===== Extrait du texte
On parle de plus en plus d’illectronisme… Qu’est-ce que c’est ?
L’illectronisme, contraction de “illettrisme” et “électronique”, désigne les difficultés dans l’utilisation des outils numériques, en raison d’un manque ou d’une absence de compétences et de connaissances. On a longtemps parlé de fracture numérique, en limitant les difficultés à des questions d’accès (toujours existantes), mais on réfléchit également en terme de compétences. J’aime beaucoup faire écouter l’émission Hashtag, qui, en quatre minutes, traite assez justement du sujet et notamment les sentiments d’échec et la perte de confiance en soi que peuvent ressentir les personnes en difficulté.
Il existe plusieurs études qui permettent de percevoir l’ampleur de l’illectronisme en France et de mesurer qu’elle n’est ni anodine, ni marginale. Par exemple, l’INSEE a publié en octobre 2019 une synthèse qui établit qu'une personne sur six n’utilise pas Internet, [et] plus d’une personne sur trois utilisant Internet manque de compétences de base. Ces difficultés ne touchent pas toutes les catégories sociales de la même manière. Cela varie en fonction de :
- L’âge : par exemple, 53 % des 75 ans et plus n’ont pas accès à Internet ;
- Le niveau de diplôme : pour les usager·e·s d’Internet de 18 à 65 ans, c’est le critère le plus discriminant en matière de compétences de base ;
- Le niveau de vie ;
- Le fait d’avoir des enfants ;
- des critères géographiques.
Est-ce si important que cela ?
Les pratiques numériques permettent un accès à l’information, aux savoirs, à la culture, de communiquer avec ses proches ou encore de rechercher un emploi. En d’autres terme, le numérique nous permet d’exercer nos droits et devoirs de citoyen·ne·s, mais aussi de nous construire, individuellement et collectivement. Les pratiques numériques ont un pouvoir capacitant.
Avec le développement de la dématérialisation des services publics et notamment le programme Action Publique 2022 qui prévoit 100 % des services publics dématérialisés en 2022, les enjeux d’illectronisme se sont cristallisés autour du risque de non-recours aux droits.
Ainsi, le défenseur des droits, dans son rapport Dématérialisation et inégalité d’accès aux services publics a bien rappelé que la dématérialisation des services publics, même si elle offre une amélioration pour une partie de la population, se traduit par un recul de l’accès aux droits pour une autre. Il en relève plusieurs raisons :
- Les zones blanches et grises ne permettant pas d’avoir un accès à Internet ou alors de piètre qualité ;
- Les difficultés financières empêchent l’accès à un abonnement à Internet et au matériel ;
- Des sites parfois inadaptés et manquant d’ergonomie : l’ANTS est souvent cité comme un exemple de site ayant connu de multiples dysfonctionnements (cas pas prévus, limite de la taille des pièces jointes…) ;
- Les problèmes liés aux paiements dématérialisés : en effet, 500000 personnes n’ont pas de compte bancaire ;
- Le manque d’accompagnement des personnes en difficulté face au numérique ;
- des catégories de population complètement laissées pour compte : personnes en situation de handicap (manque d’accessibilité des sites), les majeur·e·s protégé·e·s et les personnes détenues.
==========
===== Données sources
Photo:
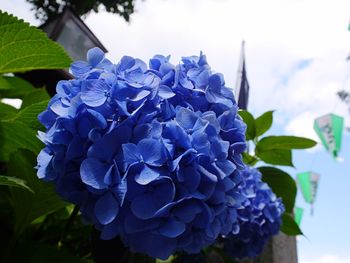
==========
Reproduisez fidèlement le passage de l'extrait sur l'illectronisme qui commence aux mots « Il existe plusieurs » et se termine après les mots « important que cela ? ».

Il existe plusieurs études qui permettent de percevoir l’ampleur de l’illectronisme en France et de mesurer qu’elle n’est ni anodine, ni marginale. Par exemple, l’INSEE a publié en octobre 2019 une synthèse qui établit qu'une personne sur six n’utilise pas Internet, [et] plus d’une personne sur trois utilisant Internet manque de compétences de base. Ces difficultés ne touchent pas toutes les catégories sociales de la même manière. Cela varie en fonction de :
- L’âge : par exemple, 53 % des 75 ans et plus n’ont pas accès à Internet ;
- Le niveau de diplôme : pour les usager·e·s d’Internet de 18 à 65 ans, c’est le critère le plus discriminant en matière de compétences de base ;
- Le niveau de vie ;
- Le fait d’avoir des enfants ;
- des critères géographiques.
Est-ce si important que cela ?